→ DATASET RECORDS:
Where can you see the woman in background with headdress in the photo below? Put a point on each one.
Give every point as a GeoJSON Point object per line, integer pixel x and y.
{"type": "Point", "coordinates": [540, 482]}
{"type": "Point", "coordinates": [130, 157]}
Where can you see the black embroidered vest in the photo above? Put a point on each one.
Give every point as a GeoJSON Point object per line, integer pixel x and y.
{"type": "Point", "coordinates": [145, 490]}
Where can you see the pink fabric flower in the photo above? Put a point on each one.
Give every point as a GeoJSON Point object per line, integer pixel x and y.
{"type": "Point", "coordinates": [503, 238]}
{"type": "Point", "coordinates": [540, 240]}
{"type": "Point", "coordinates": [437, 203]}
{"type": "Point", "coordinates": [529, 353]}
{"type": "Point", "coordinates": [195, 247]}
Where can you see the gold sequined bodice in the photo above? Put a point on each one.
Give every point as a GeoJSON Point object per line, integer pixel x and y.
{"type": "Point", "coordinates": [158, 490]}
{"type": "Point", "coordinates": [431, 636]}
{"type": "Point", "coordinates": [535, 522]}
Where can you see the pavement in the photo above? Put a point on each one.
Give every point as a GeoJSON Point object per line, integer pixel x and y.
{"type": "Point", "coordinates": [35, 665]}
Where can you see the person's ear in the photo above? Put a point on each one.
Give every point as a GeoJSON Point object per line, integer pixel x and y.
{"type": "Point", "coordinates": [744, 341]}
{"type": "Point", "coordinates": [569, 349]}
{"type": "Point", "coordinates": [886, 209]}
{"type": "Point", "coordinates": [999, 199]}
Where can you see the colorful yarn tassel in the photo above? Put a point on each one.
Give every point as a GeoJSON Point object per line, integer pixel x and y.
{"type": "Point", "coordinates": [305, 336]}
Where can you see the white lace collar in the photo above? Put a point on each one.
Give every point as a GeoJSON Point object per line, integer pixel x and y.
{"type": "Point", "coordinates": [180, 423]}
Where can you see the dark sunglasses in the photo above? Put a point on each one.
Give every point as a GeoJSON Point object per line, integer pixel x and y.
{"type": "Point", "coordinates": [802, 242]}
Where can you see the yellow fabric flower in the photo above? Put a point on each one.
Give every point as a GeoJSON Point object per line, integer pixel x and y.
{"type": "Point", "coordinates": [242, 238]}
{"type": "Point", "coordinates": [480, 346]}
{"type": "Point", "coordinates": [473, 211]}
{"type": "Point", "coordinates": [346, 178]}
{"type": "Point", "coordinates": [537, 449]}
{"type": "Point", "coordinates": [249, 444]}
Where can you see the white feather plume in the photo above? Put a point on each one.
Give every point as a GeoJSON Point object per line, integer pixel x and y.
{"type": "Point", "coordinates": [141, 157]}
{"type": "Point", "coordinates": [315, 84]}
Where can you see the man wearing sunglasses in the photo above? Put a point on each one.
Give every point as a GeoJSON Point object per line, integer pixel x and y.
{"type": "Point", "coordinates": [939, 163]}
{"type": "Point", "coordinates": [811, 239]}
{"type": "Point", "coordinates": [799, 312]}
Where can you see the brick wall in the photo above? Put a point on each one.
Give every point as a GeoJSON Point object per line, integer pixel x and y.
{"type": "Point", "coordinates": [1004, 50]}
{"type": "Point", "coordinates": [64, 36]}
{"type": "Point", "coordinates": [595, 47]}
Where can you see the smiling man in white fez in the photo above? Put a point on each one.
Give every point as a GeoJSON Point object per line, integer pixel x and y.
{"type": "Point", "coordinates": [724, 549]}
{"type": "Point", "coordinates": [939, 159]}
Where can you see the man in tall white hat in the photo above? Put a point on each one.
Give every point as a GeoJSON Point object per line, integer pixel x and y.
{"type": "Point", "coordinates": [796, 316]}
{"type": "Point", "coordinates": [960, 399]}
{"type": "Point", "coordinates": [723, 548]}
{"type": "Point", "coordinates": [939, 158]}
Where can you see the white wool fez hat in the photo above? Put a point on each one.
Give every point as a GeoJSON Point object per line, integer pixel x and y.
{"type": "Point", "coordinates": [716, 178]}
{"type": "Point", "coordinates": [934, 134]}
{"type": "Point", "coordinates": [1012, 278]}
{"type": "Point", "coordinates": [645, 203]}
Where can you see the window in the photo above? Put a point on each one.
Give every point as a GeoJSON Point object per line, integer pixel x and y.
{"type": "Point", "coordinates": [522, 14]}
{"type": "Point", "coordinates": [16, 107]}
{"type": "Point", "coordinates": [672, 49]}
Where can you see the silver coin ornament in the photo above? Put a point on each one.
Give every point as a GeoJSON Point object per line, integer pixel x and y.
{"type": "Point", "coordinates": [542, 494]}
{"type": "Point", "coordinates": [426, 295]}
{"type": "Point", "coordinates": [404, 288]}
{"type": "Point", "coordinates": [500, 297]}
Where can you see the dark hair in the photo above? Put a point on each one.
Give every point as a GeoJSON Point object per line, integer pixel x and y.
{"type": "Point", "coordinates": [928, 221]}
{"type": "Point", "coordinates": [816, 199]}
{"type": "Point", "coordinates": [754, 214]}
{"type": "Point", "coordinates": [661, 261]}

→ INSTRUCTIONS TO FOLLOW:
Please copy each line of the material that contains the word "flower".

→ SOLUTION:
Where can you see the pink fabric flower in the photo above? Put a point on each one.
Where can you see the yellow fabric flower in the photo above? Put a point on each one.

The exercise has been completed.